-- START Exercise material --
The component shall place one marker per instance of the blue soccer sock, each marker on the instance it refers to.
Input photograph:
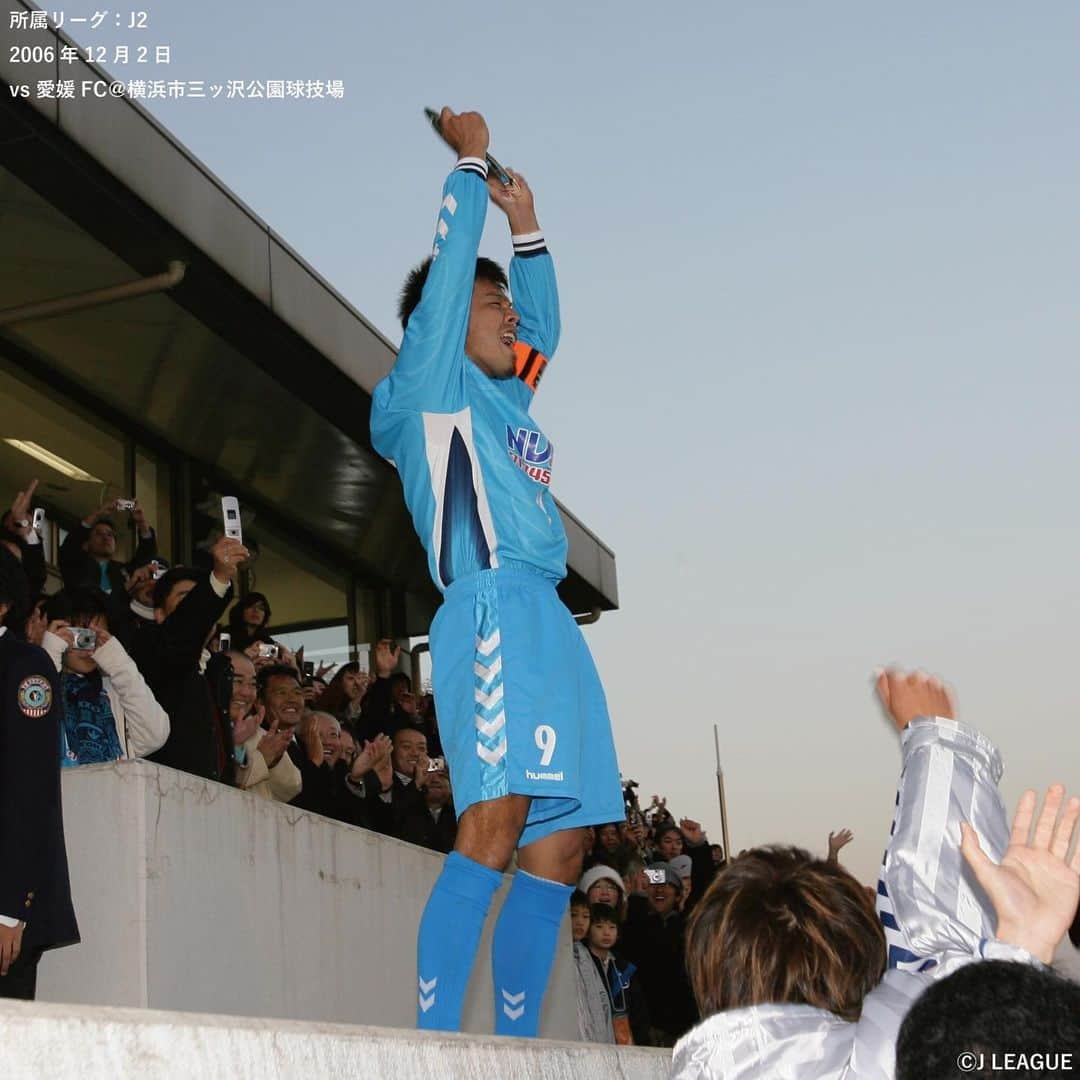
(449, 935)
(524, 950)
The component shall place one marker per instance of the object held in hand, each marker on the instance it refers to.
(230, 514)
(504, 177)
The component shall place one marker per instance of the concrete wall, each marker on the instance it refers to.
(85, 1042)
(193, 896)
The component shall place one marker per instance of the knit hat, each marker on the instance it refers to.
(602, 874)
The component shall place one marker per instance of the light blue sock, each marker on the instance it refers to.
(449, 935)
(524, 950)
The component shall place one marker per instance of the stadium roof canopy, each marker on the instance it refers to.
(252, 365)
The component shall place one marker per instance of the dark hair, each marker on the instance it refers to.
(986, 1007)
(78, 606)
(604, 913)
(273, 671)
(164, 584)
(413, 289)
(779, 926)
(333, 699)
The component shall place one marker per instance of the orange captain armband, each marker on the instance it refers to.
(528, 364)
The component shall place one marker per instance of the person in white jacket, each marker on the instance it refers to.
(808, 1006)
(109, 712)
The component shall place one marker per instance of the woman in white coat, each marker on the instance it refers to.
(109, 712)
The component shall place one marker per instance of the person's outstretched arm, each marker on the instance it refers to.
(531, 282)
(1035, 888)
(929, 901)
(429, 373)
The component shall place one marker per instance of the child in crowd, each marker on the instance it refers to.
(594, 1007)
(628, 1018)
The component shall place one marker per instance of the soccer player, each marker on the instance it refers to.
(522, 712)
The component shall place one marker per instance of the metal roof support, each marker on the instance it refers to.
(95, 298)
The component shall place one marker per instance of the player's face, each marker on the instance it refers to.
(493, 331)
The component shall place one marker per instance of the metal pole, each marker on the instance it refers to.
(96, 298)
(719, 791)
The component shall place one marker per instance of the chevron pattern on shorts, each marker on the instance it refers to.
(489, 714)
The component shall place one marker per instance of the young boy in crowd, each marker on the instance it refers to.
(788, 961)
(603, 934)
(594, 1006)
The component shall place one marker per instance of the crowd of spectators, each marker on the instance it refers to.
(670, 936)
(169, 663)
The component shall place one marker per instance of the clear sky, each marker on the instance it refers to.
(818, 381)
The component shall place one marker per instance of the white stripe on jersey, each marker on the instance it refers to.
(439, 430)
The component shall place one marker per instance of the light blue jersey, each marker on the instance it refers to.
(474, 466)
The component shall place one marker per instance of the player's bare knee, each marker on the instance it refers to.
(488, 831)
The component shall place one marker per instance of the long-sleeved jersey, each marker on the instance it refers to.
(941, 920)
(474, 466)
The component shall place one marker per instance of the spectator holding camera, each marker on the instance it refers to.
(332, 786)
(402, 782)
(187, 604)
(109, 712)
(378, 712)
(23, 540)
(432, 824)
(629, 1016)
(86, 555)
(594, 1004)
(262, 765)
(36, 910)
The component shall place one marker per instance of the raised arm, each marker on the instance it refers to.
(429, 373)
(531, 280)
(929, 901)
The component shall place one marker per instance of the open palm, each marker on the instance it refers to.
(1035, 888)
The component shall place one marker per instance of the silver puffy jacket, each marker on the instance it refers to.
(935, 916)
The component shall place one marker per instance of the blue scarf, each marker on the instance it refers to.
(90, 728)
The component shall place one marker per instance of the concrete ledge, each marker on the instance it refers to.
(89, 1041)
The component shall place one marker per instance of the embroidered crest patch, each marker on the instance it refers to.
(35, 696)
-- END Exercise material --
**What you should do**. Change every "component" in the material above to "annotator", keeping everything else the same, and leave out the pictures.

**Correct output**.
The annotator shall place one marker per instance of the blue soccer sock, each marker on the instance it refers to.
Input photograph:
(449, 935)
(524, 950)
The annotator shall place one marker per instance of the object held in hand, each marker on the instance it refers to.
(230, 514)
(504, 177)
The annotator shall place one marker per instance of the concrete wall, each marker on the instance it refers to.
(85, 1042)
(193, 896)
The annotator shall place one marker per instance of the knit hat, each marker on the instance it refers to.
(602, 874)
The annotator shall place one marker per instance of the light blue sock, each marker on the instance it refers to.
(449, 935)
(524, 950)
The annotator shall place one marker per instance of the stadium roof canopy, each marker on the instance it refers to.
(252, 365)
The annotator shall place one marker per instance of the dark hair, each marker on the instance it refers to.
(986, 1007)
(78, 606)
(604, 913)
(273, 671)
(164, 584)
(413, 289)
(779, 926)
(333, 699)
The annotator shall place one marker per instance of the orange captain armband, each marker on the instance it refers to.
(528, 364)
The annotator shall place one marker per instance of the person in white jacket, each marker on the instance it refers to.
(808, 1006)
(109, 712)
The annotator shall place one marker per instance of the woman in white coat, each marker on the instance it refers to.
(109, 712)
The annotator shall place one marker per instance of the person's outstretched arm, each marker on the instance it refers to.
(531, 282)
(1035, 888)
(929, 901)
(429, 373)
The annotator shall place one marker per instance of the child in crowd, each marker on the instance it refers to.
(594, 1007)
(628, 1018)
The annotator shall place one marker per instance of the soccer player, each marker on the instance it refers to.
(522, 712)
The annotator shall place one marker per instance of the metal roof support, each marker on the instance it refers to.
(95, 298)
The annotator shall place one marker per instance of the player's face, each marker on the instance it refers to.
(493, 331)
The annotator shall place one marker per instance of the metal pole, each marker on the instance it refers to.
(96, 298)
(719, 791)
The annotator shall place one marker per instance of the chevron pattern on shorts, each marker on the instance it refers to.
(489, 714)
The annotator shall place one marker per instance of the young boy in crowd, each marker on the instance it refers to.
(788, 961)
(603, 934)
(594, 1006)
The annotator shall place one marker per instance of the crowd of spectators, each marker on the instance it refers to.
(670, 936)
(169, 663)
The annotator shall place one marker per instance of the clear sky, each marker on the instance it refers to.
(818, 381)
The annotator shall place one marker per instance of the white stripe on jersey, each marker on the instance it refers to.
(439, 430)
The annotator shall place one marker per instance of the light blue jersey, each marker on the instance it refers to.
(474, 466)
The annotator shall place one marker per instance of the player's bare knee, each marker on the instance it refers to.
(488, 831)
The annotator shall place one marker per instance of the long-sleeved jersey, each marker on the instance it refers to.
(941, 920)
(474, 466)
The annotator shall place one marker per instance of the spectator holding camera, each marker on the instance it refers to.
(332, 786)
(402, 782)
(187, 604)
(109, 712)
(378, 712)
(23, 540)
(432, 824)
(629, 1016)
(86, 555)
(594, 1004)
(262, 765)
(36, 910)
The annotator shall place one marker per instance of the raised arm, each marker on the instance it refers to.
(429, 373)
(531, 280)
(929, 901)
The annotator shall place one marker per instance of the open palm, each marker on the instance it refers to.
(1035, 888)
The annotator shall place one marker per instance of the silver puffy jacket, each marker on the instance it refers to.
(935, 916)
The annotator shall place one marker per instance of the blue scarf, each marker on the instance it refers to.
(90, 728)
The annotator shall place one marker per instance of the concrete ledge, each marker on the instance it refers to.
(89, 1041)
The annotator shall place one marker per instance of the embroidered crest patch, each marker on the instance it refers to.
(35, 696)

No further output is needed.